---- PROVIDED DATA

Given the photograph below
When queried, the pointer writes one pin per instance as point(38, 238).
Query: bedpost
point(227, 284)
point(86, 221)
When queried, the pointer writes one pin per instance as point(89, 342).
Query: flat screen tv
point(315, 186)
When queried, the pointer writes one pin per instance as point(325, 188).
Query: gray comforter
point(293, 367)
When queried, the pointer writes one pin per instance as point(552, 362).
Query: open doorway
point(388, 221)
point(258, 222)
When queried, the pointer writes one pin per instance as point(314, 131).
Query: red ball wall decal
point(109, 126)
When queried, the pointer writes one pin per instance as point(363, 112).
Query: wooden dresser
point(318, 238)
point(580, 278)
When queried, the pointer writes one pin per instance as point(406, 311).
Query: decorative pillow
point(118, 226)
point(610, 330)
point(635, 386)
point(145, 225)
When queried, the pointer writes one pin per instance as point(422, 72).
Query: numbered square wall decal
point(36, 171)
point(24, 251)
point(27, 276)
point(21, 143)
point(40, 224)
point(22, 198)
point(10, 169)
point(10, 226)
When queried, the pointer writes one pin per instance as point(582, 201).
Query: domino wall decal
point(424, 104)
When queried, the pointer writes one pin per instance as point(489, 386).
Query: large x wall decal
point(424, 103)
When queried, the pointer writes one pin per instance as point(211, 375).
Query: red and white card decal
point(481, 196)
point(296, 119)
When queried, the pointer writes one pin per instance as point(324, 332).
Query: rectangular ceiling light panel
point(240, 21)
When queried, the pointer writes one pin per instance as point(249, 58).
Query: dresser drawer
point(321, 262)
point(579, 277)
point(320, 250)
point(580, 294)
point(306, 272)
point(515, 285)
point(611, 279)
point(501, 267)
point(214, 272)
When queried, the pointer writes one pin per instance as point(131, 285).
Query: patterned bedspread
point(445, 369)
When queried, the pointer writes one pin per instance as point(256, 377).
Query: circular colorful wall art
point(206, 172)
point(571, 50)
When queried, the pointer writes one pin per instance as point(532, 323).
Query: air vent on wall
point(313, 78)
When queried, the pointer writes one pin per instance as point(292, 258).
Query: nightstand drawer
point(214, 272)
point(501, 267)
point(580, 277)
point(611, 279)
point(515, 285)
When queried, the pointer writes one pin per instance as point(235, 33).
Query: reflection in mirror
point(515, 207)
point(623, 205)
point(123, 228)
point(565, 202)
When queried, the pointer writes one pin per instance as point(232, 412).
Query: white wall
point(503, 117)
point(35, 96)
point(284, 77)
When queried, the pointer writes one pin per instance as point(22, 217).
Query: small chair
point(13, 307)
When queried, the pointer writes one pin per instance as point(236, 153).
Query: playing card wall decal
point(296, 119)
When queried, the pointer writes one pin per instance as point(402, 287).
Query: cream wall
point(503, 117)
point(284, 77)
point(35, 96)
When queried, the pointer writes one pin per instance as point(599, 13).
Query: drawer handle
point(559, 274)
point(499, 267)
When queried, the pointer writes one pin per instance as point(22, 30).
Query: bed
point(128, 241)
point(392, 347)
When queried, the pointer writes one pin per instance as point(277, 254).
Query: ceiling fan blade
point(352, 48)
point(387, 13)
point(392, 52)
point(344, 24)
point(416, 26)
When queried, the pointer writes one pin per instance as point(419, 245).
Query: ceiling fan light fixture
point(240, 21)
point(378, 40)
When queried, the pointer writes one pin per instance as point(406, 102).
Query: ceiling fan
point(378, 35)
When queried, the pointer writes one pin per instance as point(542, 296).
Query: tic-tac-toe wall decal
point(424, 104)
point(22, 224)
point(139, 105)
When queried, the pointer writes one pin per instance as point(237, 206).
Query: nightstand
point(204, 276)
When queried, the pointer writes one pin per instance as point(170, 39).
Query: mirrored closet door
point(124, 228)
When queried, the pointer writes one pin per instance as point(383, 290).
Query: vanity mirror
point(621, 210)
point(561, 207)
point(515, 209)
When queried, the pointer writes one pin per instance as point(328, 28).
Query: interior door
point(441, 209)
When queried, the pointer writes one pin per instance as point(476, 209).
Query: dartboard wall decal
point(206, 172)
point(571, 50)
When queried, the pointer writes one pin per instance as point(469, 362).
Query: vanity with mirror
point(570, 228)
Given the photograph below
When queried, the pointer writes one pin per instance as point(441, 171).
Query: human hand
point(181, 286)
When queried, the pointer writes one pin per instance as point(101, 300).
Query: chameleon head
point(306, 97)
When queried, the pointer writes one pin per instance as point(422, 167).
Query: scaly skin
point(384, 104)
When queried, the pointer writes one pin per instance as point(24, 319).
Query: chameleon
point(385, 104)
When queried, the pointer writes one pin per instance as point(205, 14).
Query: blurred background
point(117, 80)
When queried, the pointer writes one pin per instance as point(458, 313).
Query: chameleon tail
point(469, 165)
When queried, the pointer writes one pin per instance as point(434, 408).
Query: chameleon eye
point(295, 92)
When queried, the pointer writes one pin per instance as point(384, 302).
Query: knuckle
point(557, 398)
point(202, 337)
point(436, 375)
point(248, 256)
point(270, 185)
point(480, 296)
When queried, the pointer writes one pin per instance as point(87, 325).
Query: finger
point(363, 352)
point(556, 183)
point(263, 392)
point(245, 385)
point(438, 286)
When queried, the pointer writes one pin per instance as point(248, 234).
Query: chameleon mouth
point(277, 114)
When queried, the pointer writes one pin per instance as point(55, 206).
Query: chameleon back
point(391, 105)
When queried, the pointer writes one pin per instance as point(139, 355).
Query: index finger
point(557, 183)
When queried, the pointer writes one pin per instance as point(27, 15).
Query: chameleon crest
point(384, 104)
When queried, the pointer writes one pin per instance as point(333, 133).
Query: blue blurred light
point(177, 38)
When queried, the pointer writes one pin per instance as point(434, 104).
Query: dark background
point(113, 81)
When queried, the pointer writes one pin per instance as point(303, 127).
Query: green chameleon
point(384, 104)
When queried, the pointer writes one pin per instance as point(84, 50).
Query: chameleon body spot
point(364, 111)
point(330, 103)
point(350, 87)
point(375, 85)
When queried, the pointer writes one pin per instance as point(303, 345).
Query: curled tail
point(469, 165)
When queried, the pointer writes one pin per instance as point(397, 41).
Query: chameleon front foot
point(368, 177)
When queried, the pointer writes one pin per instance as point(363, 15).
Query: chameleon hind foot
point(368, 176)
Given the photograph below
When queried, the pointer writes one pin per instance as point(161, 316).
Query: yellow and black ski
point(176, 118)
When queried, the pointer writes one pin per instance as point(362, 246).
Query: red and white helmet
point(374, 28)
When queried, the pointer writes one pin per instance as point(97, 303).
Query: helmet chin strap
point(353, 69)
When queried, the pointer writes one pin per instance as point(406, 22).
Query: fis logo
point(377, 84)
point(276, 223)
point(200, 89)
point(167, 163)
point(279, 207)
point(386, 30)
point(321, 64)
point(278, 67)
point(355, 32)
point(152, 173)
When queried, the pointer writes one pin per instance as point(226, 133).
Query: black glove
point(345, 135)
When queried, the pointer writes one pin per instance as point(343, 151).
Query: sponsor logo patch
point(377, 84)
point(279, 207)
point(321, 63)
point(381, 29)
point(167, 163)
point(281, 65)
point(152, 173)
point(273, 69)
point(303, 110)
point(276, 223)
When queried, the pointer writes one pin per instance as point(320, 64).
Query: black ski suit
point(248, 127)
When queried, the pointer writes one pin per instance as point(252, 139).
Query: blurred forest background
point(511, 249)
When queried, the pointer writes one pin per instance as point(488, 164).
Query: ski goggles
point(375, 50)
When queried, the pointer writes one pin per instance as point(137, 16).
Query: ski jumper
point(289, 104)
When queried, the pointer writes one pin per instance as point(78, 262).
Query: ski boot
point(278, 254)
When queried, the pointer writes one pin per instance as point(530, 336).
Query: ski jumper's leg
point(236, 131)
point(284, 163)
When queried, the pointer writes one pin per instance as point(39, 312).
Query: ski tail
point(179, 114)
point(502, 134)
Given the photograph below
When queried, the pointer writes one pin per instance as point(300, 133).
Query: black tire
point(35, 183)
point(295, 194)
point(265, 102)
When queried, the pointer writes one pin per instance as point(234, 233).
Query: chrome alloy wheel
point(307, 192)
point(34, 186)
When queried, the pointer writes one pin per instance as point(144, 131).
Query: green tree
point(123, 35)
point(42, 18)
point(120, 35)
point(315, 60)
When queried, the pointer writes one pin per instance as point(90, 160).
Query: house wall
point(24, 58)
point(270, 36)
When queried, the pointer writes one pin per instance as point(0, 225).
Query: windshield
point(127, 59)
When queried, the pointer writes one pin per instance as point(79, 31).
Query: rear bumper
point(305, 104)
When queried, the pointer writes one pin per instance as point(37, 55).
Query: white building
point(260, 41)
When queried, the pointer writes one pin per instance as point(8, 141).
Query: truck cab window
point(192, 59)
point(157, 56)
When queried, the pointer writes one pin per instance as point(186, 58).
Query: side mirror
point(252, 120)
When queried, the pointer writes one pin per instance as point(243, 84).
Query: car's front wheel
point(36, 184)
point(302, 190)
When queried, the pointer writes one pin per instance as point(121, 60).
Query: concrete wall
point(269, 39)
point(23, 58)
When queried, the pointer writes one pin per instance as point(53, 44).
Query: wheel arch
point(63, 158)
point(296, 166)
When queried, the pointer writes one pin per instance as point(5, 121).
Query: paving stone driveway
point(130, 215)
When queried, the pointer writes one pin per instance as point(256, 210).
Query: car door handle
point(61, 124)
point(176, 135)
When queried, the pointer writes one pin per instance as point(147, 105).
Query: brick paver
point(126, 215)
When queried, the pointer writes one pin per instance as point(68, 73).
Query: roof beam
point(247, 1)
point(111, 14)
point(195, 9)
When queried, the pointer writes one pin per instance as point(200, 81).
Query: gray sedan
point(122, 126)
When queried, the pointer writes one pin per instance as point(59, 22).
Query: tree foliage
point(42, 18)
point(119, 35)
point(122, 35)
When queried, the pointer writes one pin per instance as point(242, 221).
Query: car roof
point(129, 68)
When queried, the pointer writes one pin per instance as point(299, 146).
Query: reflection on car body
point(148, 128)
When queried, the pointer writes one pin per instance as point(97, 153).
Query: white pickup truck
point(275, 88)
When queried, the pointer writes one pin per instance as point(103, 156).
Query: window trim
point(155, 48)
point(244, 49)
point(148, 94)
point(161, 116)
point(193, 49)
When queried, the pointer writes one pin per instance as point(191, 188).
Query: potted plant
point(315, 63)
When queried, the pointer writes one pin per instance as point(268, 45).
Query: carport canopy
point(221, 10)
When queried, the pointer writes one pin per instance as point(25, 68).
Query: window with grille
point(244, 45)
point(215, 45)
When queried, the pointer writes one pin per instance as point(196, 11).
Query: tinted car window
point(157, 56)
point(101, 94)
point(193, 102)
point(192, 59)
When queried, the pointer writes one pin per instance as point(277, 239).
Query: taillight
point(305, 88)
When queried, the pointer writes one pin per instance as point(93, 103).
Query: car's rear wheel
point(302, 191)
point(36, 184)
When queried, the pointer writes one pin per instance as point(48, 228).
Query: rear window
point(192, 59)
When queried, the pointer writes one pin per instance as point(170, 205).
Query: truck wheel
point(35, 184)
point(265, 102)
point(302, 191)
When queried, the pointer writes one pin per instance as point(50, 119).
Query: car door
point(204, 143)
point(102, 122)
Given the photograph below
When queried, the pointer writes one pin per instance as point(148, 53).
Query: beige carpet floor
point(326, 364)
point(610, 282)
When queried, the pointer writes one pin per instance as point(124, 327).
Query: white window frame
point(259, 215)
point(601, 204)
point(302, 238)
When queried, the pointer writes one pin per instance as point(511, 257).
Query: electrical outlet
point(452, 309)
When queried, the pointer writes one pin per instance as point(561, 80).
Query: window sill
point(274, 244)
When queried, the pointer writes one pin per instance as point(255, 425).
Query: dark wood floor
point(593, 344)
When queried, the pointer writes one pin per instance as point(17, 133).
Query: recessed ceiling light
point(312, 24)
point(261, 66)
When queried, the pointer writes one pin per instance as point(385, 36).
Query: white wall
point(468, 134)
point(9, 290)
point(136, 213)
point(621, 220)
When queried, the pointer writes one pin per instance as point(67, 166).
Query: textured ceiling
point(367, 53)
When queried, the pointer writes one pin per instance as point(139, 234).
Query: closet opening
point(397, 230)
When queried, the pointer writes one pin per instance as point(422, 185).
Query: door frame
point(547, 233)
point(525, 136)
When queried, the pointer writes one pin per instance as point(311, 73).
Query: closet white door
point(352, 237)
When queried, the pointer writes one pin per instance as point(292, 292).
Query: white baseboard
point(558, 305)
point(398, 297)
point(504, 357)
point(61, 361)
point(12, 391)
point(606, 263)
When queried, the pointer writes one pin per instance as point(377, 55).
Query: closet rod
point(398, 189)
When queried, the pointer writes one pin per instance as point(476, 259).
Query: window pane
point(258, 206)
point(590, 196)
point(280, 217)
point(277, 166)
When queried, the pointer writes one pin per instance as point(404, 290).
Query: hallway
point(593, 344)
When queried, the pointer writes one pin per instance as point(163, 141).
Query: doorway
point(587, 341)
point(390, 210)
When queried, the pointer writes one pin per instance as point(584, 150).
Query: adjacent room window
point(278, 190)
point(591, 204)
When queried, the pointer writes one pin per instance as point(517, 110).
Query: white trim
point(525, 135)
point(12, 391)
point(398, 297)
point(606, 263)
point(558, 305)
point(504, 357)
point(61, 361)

--------

TASK ::
Extract everything in the records from the line containing "as point(599, 13)." down to the line containing "point(416, 26)", including both of those lines, and copy each one unchanged.

FINAL RESULT ::
When queried, the pointer writes one pin per instance as point(599, 13).
Query: drawer handle
point(559, 274)
point(499, 267)
When queried, the pointer writes one pin per instance as point(22, 30).
Query: bed
point(128, 241)
point(392, 347)
When queried, the pointer writes one pin per instance as point(277, 254).
Query: ceiling fan blade
point(352, 48)
point(387, 13)
point(392, 52)
point(344, 24)
point(416, 26)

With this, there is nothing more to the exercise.